Given task: Write out the whole listing word for word.

Entries from a dataset
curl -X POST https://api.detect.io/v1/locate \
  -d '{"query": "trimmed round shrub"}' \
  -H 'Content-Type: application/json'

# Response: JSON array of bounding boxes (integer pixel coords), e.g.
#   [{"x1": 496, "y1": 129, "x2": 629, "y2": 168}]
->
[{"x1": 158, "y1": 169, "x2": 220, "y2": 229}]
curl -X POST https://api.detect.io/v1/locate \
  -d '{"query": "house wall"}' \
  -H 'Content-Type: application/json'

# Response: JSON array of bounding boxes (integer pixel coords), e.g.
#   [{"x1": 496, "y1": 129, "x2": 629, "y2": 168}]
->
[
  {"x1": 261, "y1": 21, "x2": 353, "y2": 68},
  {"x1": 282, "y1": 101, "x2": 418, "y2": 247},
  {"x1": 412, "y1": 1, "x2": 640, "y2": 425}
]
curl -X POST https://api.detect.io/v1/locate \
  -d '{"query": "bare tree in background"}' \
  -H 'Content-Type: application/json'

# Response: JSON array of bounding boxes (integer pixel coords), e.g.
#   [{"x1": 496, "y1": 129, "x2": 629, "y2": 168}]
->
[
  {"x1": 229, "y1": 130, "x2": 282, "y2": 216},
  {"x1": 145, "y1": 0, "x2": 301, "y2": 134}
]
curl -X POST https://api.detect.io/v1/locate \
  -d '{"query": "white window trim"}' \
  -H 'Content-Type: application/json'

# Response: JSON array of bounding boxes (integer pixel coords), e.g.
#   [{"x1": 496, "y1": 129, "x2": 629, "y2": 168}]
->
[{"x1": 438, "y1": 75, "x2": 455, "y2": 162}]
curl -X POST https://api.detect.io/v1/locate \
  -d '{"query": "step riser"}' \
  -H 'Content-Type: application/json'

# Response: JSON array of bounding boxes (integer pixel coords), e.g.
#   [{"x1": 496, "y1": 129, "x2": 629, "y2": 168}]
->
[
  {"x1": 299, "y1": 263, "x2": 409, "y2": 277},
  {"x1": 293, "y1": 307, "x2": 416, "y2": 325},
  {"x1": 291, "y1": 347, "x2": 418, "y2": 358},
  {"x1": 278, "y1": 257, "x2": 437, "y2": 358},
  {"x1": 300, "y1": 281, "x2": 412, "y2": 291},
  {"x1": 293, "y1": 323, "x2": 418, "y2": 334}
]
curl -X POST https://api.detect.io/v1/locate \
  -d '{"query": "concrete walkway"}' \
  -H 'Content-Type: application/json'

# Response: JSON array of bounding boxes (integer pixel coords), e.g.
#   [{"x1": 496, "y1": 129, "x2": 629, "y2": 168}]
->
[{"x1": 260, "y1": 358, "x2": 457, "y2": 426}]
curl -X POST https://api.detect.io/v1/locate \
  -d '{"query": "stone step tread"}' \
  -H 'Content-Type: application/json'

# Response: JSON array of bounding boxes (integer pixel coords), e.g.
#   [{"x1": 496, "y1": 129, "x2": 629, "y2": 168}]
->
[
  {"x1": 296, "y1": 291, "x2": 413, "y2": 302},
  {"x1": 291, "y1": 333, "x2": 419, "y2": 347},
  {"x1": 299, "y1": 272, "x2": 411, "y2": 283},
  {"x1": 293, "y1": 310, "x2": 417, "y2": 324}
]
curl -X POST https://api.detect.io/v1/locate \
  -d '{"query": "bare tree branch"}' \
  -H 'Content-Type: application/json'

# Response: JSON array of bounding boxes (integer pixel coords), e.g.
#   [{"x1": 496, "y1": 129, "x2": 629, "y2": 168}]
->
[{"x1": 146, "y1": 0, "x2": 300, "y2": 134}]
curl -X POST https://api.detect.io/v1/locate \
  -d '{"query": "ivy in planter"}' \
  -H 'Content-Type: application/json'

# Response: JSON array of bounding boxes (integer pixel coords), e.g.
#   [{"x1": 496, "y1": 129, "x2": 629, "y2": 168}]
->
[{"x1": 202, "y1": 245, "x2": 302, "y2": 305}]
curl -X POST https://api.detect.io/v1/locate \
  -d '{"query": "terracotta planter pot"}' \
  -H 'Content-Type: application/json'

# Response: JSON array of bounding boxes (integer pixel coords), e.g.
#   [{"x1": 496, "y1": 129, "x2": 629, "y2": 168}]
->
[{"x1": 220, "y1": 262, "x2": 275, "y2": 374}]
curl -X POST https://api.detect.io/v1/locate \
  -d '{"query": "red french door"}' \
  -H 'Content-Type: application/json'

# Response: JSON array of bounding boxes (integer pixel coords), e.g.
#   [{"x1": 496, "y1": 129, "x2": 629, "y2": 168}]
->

Task response:
curl -X POST https://api.detect.io/v1/locate \
  -d '{"query": "trimmed round shrub"}' \
  -H 'Content-Type: application/json'

# Response: JSON array of bounding boxes (integer pixel coords), e.g.
#   [{"x1": 496, "y1": 129, "x2": 629, "y2": 168}]
->
[{"x1": 158, "y1": 169, "x2": 220, "y2": 229}]
curl -X POST https://api.detect.io/v1/locate \
  -d '{"query": "house wall"}' \
  -H 'Content-Type: application/json'

# Response: JSON array of bounding boxes (integer pixel coords), e.g.
#   [{"x1": 496, "y1": 129, "x2": 629, "y2": 168}]
->
[
  {"x1": 261, "y1": 21, "x2": 353, "y2": 68},
  {"x1": 282, "y1": 101, "x2": 418, "y2": 247},
  {"x1": 412, "y1": 1, "x2": 640, "y2": 425}
]
curl -X POST https://api.detect.io/v1/locate \
  -d '{"query": "bare tree in background"}' \
  -H 'Content-Type: application/json'

# Response: JSON array of bounding boxes (integer pixel coords), e.g.
#   [{"x1": 496, "y1": 129, "x2": 629, "y2": 168}]
->
[
  {"x1": 229, "y1": 130, "x2": 282, "y2": 216},
  {"x1": 145, "y1": 0, "x2": 301, "y2": 134}
]
curl -X POST https://api.detect.io/v1/locate \
  -d '{"query": "white window trim"}' \
  -H 'Content-Type: application/json'

# Response: JSON array of bounding boxes (integer pixel coords), e.g.
#   [{"x1": 496, "y1": 129, "x2": 629, "y2": 168}]
->
[{"x1": 438, "y1": 75, "x2": 455, "y2": 162}]
curl -X POST https://api.detect.io/v1/locate \
  -d '{"query": "step riser"}' \
  -H 'Content-Type: application/json'

# Response: JSON array of bounding boxes (integer pixel coords), e.g.
#   [{"x1": 496, "y1": 129, "x2": 629, "y2": 168}]
->
[
  {"x1": 299, "y1": 263, "x2": 409, "y2": 277},
  {"x1": 293, "y1": 307, "x2": 416, "y2": 325},
  {"x1": 291, "y1": 347, "x2": 418, "y2": 358},
  {"x1": 278, "y1": 257, "x2": 437, "y2": 358},
  {"x1": 300, "y1": 281, "x2": 412, "y2": 291},
  {"x1": 293, "y1": 323, "x2": 418, "y2": 334}
]
curl -X POST https://api.detect.io/v1/locate \
  -d '{"query": "concrete walkway"}' \
  -H 'Content-Type: application/json'

# Response: JSON array of bounding boxes (integer pixel coords), e.g.
#   [{"x1": 496, "y1": 129, "x2": 629, "y2": 168}]
->
[{"x1": 260, "y1": 358, "x2": 457, "y2": 426}]
curl -X POST https://api.detect.io/v1/locate \
  -d '{"query": "stone step tread"}' \
  -H 'Content-Type: application/json'

# Response: JSON array of bounding boxes (integer pixel coords), e.g.
#   [{"x1": 496, "y1": 129, "x2": 629, "y2": 168}]
->
[
  {"x1": 296, "y1": 291, "x2": 413, "y2": 302},
  {"x1": 291, "y1": 333, "x2": 419, "y2": 347},
  {"x1": 299, "y1": 272, "x2": 411, "y2": 283},
  {"x1": 293, "y1": 310, "x2": 417, "y2": 324}
]
curl -X POST https://api.detect.io/v1/locate \
  -d '{"query": "bare tree branch"}' \
  -H 'Content-Type: application/json'

# Response: JSON array of bounding boxes (integer pixel coords), e.g.
#   [{"x1": 496, "y1": 129, "x2": 629, "y2": 168}]
->
[{"x1": 146, "y1": 0, "x2": 300, "y2": 134}]
curl -X POST https://api.detect.io/v1/locate \
  -d '{"query": "ivy in planter"}' \
  -H 'Content-Type: application/json'

# Response: JSON array of bounding boxes (integer pixel coords), e.g.
#   [{"x1": 496, "y1": 129, "x2": 629, "y2": 168}]
->
[{"x1": 202, "y1": 245, "x2": 302, "y2": 305}]
curl -X POST https://api.detect.io/v1/locate \
  -d '{"query": "terracotta planter pot"}' \
  -H 'Content-Type: application/json'

# Response: JSON array of bounding boxes (integer pixel coords), e.g.
#   [{"x1": 496, "y1": 129, "x2": 629, "y2": 168}]
->
[{"x1": 220, "y1": 262, "x2": 275, "y2": 374}]
curl -X POST https://api.detect.io/v1/locate \
  -d '{"query": "red french door"}' \
  -H 'Content-Type: application/json'

# Response: JSON array of bounding boxes (integer pixel coords), e.g.
#   [{"x1": 496, "y1": 129, "x2": 629, "y2": 168}]
->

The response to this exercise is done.